What to do:
Pick out every line in the records below that contains the word "leaf" and copy each one. Case counts.

Dataset entries:

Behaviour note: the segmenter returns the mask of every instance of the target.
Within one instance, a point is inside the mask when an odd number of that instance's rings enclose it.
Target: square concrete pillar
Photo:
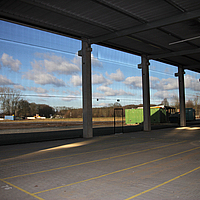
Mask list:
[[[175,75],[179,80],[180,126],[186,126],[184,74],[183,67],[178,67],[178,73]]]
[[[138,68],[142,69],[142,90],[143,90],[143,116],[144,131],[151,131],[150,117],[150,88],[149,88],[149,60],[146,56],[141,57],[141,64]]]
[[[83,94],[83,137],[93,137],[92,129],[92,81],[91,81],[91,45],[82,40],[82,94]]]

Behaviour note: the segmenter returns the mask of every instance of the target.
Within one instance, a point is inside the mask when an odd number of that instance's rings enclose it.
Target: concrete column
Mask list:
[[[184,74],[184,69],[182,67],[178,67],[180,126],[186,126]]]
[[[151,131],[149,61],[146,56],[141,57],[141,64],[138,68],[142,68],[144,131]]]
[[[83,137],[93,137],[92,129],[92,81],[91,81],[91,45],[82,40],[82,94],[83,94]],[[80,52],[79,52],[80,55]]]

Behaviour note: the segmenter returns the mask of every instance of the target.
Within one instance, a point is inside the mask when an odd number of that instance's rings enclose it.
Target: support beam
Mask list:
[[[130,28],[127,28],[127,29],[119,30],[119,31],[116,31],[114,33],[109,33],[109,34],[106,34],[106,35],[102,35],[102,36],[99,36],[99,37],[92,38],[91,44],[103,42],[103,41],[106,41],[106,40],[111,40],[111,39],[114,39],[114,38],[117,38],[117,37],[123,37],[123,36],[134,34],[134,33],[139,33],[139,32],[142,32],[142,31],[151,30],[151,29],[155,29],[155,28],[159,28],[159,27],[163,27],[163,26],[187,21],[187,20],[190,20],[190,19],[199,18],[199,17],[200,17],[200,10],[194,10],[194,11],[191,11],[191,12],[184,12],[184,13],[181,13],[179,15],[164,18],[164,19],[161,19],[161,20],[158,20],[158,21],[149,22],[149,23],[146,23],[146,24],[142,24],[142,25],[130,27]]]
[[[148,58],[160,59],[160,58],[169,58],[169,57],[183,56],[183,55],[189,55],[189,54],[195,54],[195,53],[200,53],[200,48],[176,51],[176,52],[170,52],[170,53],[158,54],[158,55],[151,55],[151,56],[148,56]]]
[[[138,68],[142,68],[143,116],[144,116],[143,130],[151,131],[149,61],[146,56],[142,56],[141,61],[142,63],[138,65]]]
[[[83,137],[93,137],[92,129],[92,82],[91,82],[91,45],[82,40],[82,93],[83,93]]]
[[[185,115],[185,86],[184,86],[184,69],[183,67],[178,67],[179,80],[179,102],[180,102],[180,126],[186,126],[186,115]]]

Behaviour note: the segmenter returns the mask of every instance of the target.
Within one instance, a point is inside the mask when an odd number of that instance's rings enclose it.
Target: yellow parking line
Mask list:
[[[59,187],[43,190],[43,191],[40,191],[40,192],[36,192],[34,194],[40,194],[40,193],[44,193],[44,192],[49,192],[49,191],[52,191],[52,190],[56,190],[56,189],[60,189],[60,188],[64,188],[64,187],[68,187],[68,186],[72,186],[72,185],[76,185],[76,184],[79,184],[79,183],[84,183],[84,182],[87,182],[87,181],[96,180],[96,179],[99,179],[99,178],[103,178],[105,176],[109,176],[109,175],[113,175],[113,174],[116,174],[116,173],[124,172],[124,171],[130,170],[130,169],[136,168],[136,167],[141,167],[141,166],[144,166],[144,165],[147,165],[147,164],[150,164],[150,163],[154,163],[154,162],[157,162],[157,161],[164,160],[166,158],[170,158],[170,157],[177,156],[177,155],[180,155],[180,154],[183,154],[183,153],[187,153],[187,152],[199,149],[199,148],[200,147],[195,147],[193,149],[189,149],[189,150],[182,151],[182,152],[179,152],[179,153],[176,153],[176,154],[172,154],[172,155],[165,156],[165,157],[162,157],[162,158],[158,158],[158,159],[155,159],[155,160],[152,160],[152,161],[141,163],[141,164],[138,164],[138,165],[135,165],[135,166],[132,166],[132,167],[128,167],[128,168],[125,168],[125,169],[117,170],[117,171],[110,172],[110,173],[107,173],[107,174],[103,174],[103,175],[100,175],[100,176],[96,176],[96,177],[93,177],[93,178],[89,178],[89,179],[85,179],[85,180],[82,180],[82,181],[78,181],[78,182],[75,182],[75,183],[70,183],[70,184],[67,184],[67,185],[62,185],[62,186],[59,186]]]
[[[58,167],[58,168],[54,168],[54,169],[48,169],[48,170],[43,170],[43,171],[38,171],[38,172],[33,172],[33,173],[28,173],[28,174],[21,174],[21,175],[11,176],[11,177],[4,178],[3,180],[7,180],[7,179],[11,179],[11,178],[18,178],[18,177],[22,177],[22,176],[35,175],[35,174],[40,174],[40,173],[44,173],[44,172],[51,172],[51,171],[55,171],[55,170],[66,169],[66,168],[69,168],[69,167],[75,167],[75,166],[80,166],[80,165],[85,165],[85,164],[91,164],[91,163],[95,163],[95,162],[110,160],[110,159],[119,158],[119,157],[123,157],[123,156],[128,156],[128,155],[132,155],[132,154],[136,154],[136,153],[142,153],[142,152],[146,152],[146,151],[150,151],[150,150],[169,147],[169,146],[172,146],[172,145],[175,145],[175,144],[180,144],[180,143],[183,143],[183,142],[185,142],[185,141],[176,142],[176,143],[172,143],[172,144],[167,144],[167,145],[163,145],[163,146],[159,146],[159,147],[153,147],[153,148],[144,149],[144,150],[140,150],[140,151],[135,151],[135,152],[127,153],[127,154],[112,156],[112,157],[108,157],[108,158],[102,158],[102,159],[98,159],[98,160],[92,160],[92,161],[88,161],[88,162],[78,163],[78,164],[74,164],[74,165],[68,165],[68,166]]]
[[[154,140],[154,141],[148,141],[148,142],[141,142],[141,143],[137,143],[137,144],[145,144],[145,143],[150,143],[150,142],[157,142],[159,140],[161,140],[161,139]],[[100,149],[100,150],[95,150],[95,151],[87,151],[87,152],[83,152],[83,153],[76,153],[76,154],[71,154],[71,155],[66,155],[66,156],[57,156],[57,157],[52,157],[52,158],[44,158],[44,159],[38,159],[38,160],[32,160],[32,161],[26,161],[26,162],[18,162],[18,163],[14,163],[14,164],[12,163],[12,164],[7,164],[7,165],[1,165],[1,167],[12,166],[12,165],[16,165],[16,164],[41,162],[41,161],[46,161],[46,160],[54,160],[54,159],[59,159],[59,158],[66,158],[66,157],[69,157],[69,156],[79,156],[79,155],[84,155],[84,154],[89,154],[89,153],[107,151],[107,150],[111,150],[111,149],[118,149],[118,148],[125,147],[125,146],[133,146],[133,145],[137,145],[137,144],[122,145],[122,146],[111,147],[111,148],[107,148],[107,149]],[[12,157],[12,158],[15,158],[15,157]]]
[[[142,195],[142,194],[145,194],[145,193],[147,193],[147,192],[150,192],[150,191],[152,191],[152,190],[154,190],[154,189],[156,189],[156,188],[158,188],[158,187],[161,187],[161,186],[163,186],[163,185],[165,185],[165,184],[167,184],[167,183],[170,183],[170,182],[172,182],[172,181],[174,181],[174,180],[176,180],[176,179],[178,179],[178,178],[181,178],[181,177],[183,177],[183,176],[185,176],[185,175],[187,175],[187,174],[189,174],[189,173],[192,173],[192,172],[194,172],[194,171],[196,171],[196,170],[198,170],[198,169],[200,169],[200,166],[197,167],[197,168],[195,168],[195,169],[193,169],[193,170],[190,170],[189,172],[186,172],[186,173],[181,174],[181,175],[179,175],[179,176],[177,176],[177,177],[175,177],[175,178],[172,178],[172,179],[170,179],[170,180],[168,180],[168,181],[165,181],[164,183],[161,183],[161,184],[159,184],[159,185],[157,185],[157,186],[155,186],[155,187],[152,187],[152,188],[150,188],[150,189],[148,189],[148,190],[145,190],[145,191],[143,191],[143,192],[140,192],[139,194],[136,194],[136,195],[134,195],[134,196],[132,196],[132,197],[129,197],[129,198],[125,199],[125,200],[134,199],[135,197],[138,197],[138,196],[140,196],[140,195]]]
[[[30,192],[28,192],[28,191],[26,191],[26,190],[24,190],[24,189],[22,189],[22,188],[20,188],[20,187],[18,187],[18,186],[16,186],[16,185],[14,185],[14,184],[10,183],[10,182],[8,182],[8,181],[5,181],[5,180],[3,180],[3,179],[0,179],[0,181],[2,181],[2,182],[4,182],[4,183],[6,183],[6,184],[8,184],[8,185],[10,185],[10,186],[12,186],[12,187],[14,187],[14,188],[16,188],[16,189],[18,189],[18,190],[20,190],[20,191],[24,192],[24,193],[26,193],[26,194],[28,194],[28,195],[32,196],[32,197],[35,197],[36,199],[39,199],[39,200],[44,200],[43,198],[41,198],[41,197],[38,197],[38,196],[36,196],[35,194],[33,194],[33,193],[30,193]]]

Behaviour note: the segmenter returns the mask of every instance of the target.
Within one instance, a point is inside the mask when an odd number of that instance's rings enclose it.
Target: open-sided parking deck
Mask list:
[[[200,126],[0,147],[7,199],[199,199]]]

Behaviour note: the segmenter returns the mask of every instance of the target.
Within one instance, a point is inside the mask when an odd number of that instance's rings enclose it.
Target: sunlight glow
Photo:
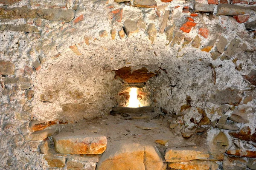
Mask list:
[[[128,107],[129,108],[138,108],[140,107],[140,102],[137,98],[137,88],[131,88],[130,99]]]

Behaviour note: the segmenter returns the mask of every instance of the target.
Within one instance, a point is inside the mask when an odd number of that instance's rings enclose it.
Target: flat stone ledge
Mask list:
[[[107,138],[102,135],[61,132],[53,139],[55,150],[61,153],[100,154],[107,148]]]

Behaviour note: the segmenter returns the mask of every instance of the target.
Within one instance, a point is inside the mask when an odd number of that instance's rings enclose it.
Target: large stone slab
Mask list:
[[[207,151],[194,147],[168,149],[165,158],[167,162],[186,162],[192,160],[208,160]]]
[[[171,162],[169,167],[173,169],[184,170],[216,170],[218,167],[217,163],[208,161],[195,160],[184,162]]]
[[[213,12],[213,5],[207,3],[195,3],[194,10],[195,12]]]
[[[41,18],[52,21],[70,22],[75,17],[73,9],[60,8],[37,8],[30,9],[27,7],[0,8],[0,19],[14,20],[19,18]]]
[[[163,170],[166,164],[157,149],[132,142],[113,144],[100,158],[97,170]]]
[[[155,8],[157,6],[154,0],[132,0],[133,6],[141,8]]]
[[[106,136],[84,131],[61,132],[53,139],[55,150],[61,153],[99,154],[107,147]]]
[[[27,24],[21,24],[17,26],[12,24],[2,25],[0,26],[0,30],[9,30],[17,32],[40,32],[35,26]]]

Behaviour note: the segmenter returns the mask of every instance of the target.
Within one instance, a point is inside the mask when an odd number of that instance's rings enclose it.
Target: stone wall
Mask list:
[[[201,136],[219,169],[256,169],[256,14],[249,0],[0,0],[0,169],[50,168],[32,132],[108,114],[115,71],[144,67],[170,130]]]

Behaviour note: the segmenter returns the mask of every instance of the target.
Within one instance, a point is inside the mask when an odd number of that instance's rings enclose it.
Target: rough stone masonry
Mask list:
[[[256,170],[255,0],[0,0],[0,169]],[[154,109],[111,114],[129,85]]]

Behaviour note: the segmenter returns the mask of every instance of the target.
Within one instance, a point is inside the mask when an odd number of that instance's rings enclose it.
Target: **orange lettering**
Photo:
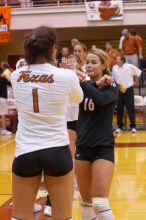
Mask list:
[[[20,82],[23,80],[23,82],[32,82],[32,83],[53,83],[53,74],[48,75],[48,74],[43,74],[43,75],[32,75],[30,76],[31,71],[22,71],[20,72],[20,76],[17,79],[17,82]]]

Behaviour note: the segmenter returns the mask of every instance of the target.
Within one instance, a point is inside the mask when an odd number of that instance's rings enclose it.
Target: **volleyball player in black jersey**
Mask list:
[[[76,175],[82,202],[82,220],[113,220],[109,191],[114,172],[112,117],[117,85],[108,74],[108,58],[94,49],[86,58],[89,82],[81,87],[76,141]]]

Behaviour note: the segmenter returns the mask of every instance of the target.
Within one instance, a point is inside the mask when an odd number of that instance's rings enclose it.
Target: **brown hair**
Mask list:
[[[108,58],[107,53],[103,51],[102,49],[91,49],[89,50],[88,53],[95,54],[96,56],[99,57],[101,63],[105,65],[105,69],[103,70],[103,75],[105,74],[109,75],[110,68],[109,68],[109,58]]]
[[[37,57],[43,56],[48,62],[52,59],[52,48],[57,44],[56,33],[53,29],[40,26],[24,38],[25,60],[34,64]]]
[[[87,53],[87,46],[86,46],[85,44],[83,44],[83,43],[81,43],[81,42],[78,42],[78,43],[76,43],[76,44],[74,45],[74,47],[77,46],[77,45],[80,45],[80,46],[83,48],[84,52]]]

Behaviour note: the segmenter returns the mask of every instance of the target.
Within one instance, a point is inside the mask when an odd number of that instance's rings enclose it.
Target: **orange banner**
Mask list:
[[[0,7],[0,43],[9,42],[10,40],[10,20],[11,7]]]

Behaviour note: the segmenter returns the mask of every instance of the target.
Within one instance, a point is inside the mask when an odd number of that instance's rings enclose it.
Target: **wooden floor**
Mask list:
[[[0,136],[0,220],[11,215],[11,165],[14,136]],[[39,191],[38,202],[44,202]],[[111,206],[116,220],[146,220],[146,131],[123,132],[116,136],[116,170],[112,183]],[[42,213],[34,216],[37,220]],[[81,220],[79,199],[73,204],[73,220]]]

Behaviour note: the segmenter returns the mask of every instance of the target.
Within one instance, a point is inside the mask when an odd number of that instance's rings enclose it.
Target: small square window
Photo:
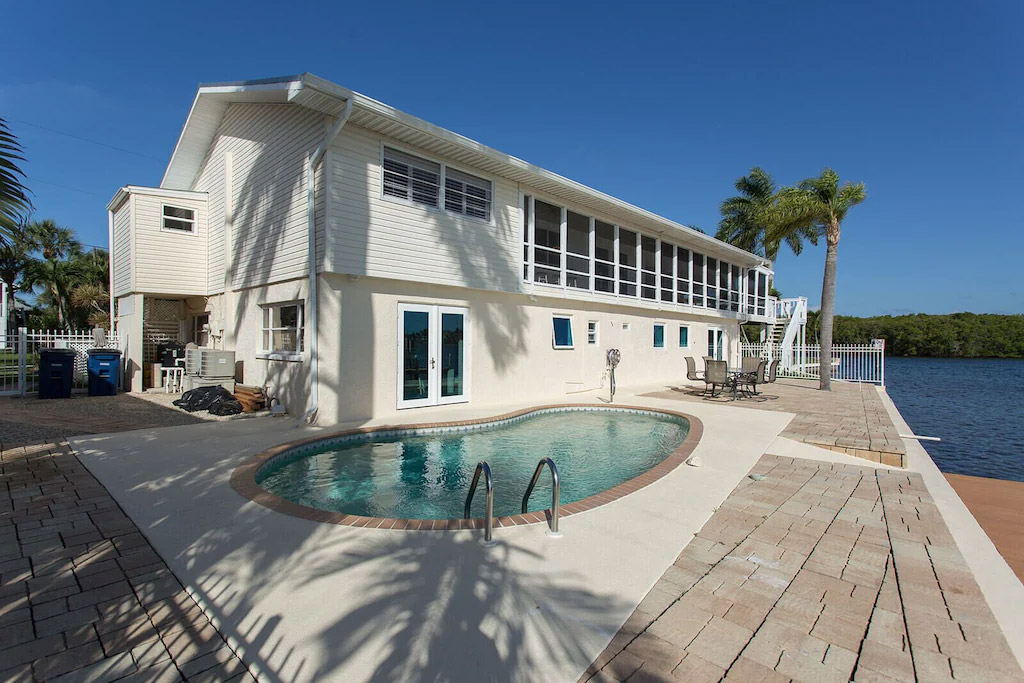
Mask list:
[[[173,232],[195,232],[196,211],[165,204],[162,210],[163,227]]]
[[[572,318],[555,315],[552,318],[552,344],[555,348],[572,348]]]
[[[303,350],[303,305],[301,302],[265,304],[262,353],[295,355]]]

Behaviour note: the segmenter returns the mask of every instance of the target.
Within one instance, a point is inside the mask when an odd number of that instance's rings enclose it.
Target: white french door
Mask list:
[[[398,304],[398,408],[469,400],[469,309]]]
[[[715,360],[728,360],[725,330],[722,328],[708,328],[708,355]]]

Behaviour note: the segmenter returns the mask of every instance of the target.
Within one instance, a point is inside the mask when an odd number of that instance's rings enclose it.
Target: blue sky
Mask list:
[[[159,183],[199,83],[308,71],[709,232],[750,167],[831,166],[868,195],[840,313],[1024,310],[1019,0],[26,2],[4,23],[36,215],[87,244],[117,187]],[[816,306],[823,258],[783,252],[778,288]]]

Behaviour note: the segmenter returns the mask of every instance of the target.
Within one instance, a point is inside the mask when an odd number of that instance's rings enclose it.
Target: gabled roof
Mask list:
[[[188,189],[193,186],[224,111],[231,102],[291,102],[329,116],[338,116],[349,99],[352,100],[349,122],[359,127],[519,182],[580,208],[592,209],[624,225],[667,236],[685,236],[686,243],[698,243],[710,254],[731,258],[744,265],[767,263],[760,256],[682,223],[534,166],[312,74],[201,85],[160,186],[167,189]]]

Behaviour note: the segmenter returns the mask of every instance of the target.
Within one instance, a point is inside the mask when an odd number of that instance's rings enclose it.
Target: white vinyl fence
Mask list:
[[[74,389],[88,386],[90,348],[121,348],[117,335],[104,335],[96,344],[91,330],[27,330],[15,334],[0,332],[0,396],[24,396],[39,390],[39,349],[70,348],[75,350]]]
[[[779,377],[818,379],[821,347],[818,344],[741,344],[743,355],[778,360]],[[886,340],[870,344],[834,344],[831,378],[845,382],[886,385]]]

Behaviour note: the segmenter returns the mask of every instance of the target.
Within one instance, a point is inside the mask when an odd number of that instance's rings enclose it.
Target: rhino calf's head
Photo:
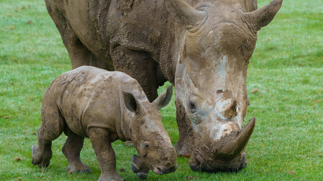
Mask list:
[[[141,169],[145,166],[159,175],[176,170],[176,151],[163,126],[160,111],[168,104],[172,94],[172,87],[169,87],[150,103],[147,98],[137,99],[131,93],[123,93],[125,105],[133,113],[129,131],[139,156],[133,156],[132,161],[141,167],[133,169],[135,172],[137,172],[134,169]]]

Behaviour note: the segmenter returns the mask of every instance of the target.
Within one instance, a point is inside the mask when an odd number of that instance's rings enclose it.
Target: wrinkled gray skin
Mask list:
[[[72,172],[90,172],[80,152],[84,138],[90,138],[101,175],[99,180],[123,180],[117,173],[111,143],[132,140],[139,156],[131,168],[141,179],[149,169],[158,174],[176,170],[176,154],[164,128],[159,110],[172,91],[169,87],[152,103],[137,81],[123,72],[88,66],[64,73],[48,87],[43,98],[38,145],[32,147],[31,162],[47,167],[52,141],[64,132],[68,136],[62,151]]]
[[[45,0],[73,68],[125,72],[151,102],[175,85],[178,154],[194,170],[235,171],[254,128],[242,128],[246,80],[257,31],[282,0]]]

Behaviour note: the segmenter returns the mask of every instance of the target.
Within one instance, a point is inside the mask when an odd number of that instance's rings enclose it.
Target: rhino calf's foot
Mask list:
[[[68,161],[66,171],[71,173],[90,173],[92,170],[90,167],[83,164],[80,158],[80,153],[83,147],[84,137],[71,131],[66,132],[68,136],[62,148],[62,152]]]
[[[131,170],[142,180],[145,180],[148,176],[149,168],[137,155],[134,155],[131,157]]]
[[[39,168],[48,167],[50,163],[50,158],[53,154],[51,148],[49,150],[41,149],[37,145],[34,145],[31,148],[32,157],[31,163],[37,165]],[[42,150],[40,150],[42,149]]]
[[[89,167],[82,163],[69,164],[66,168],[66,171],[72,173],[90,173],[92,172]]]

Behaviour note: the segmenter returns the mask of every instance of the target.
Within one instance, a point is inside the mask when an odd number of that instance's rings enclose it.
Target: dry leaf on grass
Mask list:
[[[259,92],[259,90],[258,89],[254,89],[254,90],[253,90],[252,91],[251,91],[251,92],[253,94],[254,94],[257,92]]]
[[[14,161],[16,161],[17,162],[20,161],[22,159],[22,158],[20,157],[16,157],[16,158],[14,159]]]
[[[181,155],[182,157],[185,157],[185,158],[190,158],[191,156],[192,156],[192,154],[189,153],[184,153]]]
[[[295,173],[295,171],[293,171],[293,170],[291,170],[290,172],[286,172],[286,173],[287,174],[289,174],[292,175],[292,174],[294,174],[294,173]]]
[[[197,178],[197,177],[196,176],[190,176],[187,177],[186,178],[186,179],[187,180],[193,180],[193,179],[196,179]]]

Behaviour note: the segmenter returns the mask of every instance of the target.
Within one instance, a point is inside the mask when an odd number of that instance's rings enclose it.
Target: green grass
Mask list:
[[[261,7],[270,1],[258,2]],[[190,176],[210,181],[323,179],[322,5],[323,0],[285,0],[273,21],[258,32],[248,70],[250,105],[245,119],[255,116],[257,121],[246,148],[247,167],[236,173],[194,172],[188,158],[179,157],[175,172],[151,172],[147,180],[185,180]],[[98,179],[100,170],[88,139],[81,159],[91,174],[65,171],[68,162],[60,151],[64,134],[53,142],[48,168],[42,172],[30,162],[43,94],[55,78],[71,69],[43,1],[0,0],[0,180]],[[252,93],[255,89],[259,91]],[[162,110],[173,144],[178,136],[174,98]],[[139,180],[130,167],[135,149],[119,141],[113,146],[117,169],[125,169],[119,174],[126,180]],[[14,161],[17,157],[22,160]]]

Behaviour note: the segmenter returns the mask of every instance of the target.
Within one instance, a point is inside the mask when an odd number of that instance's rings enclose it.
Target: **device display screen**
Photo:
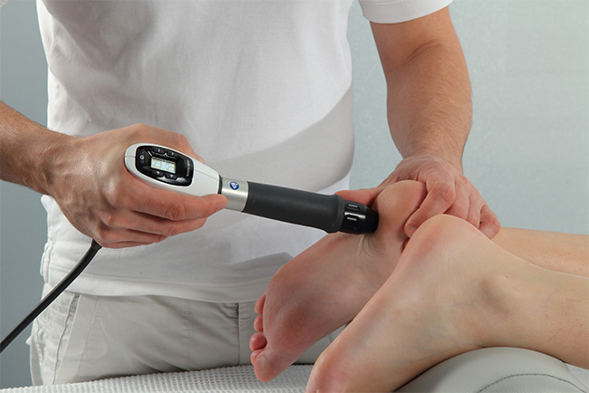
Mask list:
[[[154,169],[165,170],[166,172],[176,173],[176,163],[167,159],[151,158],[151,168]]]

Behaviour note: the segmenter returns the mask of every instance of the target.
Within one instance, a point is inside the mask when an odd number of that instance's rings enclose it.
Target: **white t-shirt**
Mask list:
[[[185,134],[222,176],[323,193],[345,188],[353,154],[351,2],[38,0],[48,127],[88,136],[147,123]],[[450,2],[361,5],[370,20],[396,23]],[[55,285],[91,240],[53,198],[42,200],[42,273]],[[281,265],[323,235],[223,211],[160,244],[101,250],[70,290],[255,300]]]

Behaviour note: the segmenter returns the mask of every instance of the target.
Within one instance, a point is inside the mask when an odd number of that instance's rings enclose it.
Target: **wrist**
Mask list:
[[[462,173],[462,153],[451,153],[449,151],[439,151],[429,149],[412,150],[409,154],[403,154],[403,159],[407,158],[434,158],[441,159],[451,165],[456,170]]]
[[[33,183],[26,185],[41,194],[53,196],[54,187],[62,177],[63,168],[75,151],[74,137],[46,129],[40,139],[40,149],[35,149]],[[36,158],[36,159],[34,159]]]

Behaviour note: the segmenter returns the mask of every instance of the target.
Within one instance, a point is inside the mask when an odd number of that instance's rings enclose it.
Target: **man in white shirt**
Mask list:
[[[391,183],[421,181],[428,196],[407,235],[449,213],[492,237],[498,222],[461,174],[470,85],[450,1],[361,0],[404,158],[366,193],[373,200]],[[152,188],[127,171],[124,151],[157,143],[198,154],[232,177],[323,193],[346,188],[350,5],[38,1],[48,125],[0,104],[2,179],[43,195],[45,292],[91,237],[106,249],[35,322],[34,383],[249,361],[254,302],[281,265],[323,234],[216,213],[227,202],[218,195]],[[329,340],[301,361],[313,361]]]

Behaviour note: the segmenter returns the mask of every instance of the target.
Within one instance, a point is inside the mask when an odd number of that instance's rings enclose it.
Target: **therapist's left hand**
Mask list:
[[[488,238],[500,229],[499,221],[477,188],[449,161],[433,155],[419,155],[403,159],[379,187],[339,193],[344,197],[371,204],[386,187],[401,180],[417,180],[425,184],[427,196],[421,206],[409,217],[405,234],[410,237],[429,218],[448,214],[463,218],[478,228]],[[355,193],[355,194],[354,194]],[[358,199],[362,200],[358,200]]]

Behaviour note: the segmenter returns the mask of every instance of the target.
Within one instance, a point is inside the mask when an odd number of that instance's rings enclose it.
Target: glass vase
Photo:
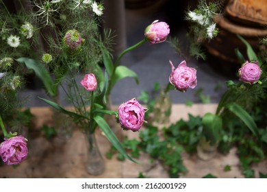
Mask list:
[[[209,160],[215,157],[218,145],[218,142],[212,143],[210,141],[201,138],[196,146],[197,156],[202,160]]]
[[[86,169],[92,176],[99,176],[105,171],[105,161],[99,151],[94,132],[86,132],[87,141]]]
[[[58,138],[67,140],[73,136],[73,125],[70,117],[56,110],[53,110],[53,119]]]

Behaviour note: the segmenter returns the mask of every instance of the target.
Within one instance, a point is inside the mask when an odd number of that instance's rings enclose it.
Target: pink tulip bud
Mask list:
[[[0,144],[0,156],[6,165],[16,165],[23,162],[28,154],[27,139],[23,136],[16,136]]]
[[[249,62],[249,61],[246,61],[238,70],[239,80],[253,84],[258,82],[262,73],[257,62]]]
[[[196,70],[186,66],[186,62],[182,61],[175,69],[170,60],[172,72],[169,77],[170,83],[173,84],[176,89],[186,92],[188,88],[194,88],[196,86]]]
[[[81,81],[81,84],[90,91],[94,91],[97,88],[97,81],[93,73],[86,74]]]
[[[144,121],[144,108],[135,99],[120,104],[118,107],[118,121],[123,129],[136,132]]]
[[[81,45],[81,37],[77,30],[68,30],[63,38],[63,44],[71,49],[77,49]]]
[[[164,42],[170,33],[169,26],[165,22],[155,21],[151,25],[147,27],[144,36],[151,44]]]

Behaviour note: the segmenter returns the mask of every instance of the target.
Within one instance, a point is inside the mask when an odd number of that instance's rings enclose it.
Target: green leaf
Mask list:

Task output:
Target: dry leaf on grass
Target: green leaf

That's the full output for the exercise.